[Region pointing data]
--------------------------------

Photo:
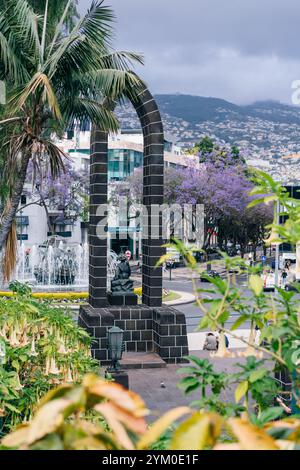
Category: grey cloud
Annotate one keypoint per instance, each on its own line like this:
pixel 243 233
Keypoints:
pixel 241 50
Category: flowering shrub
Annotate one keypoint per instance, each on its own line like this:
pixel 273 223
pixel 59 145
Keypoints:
pixel 40 346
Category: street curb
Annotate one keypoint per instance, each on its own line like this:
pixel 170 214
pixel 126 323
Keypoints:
pixel 187 299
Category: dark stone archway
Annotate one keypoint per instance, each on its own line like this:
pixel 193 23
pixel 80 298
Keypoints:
pixel 152 128
pixel 149 327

--------------------------------

Your job is to copy out every line from the records above that has the word "Category".

Response to the task »
Category: grey cloud
Category: flowering shrub
Category: street curb
Category: dark stone archway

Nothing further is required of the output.